### What the task requires
Resume the blog post about meatless lentil and bulgur burgers after its last sentence.

### Text provided
════════

Monday, April 26, 2010

Building a Better Burger!

In our family, we loves us some burgers! (However, as vegetarians they would all be of the meatless variety!)
The average fast food burger is a heart attack waiting to happen, loaded with cholesterol, saturated fat, sodium and sugar. Eating red meat also brings up the spectre of possible E.Coli contamination, and the issue of Mad Cow Disease. The rates of obesity in North America has also risen in proportion to the fast food that we are now consuming as a society.
Not so with this burger! I've had people tell me that they didn't want to eat veggie burgers because they "don't taste like beef." Well, so what? A chicken burger doesn't taste like a beef burger either, but you still eat that. So there goes that argument.
Another argument is that veggie burgers all cost more than your typical beef burger. That argument does have a little more merit, but only because beef production is so heavily subsidized by government handouts, and beef cattle are now for the most part raised in very efficient, very cheap, very polluted and very cruel feedlots, where they stand day after day knee deep in manure, eating cheap grain that their bodies were not built to digest. These feedlots cause suffering for the cows, pollute our water, and as the cows are more likely to become ill, they are regularly dosed with antibiotics, (which will eventually be coming to YOU when they hit your plate.)
No such issues with this burger, though! Not only are these burgers super-healthy for you, they are also super kind to your wallet, using lentils and bulgur (a whole grain easily obtained at most grocery stores) which not only provide excellent nutrition, but also happen to be blazingly inexpensive.
Each patty contains only 150 calories, while still providing 7 grams of fibre and 7 grams of protein, along with zero fat and cholesterol.
Although you may look at this recipe and say, that's just not my style, take a chance and give it a try! I think you'll be amazed at home delicious something so simple can taste. My family and I all loved them the very first time we tried them. They also freeze well if the recipe makes more than you need.

════════

[Saved entries]
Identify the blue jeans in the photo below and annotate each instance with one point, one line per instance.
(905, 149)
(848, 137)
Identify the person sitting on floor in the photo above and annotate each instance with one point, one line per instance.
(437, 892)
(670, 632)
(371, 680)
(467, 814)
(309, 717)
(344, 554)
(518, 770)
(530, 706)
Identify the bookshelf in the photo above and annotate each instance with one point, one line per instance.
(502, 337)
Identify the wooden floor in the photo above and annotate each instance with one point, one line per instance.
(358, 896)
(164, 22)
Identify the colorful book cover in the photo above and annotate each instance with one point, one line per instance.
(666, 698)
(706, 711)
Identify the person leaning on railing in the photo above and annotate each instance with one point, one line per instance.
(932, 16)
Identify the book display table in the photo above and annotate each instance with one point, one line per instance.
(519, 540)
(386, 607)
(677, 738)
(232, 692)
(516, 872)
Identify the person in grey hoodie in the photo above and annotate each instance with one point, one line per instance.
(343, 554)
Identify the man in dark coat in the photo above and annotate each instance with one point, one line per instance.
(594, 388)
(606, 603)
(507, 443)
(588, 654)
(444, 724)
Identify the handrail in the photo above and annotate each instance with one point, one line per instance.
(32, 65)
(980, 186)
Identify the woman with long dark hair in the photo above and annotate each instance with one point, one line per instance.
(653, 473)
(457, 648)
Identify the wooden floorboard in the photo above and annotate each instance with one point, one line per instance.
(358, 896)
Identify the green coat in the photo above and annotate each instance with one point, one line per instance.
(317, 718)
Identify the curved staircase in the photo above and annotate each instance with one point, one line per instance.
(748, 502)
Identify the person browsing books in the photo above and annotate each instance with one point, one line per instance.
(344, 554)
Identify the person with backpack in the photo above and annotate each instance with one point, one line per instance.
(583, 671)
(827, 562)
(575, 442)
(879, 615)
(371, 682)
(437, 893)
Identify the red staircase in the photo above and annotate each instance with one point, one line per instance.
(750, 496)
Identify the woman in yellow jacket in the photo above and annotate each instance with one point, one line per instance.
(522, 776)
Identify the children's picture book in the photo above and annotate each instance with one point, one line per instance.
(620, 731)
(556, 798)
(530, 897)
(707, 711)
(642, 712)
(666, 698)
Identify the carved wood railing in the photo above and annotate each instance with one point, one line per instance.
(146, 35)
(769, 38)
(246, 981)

════════

### Exercise output
Lentil- Bulgur Burgers

Makes 8 burgers

(This recipe is open to many different flavor combinations, so attempt this recipe if you are feeling creative and want to customize something to your own personal taste.)
1/2 cup brown lentils and 1/2 cup of bulgur
1 cup breadcrumbs
1 Tbsp ground flax, mixed with 2 Tbsp water
2 Tbsp wheat germ and a bit of chopped onion (optional)

1 Tbsp or so vegan bouillon, spices to taste, a squirt of soya sauce or ketchup (all optional)
Start by simmering the lentils and the bulgur in water on the stove. You will need at least two cups of water to start, and will undoubtedly need to add more as you simmer. You can add bouillon, spices, soya sauce, whatever you like for flavour to the water. Watch the pot carefully, as this stuff has a tendency to stick. Simmer until lentils are soft and water is absorbed, about 45 minutes. Allow to cool. Place in a bowl and mix in flax and water mixture, breadcrumbs, and wheat germ. Add a little ketchup or non-dairy milk IF the mixture is too dry.
Add more breadcrumbs if it seems too wet to hold together. Make into 8 burgers. Fry or bake at 350 for 10-15 minutes. (BTW, the absolute best way to make perfect burgers is to place a round ball of the mixture between two pieces of wax paper, and press down on it with the back of a dessert plate.)